• [PEDIDO ESCRITO]:
Transforme as linhas abaixo em um CSV de duas colunas, "texto" e "resposta". Cada linha que começa com "Note:" vira uma linha do CSV, com essa linha em "texto" e todas as coordenadas que vêm logo depois dela em "resposta", cada campo entre aspas e com as quebras de linha trocadas por espaços.

• [MATERIAL DA TAREFA]:
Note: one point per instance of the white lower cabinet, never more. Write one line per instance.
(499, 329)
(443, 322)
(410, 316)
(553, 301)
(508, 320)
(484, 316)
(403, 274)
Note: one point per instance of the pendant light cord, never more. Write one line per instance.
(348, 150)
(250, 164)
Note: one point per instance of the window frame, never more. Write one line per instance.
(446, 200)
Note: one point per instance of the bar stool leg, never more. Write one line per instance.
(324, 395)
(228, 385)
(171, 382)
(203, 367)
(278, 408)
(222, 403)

• [RESPOSTA ABAIXO]:
texto,resposta
"Note: one point per instance of the white lower cabinet, never more. Write one line per instance.","(499, 329) (443, 322) (410, 316) (553, 301) (508, 320) (484, 316) (403, 274)"
"Note: one point per instance of the pendant light cord, never more. Write one line per instance.","(348, 150) (250, 164)"
"Note: one point per instance of the window frame, never more. Write one line per instance.","(446, 200)"
"Note: one point per instance of the bar stool leg, never more. Write one line per instance.","(324, 395) (228, 385) (171, 382) (203, 367) (278, 408) (222, 403)"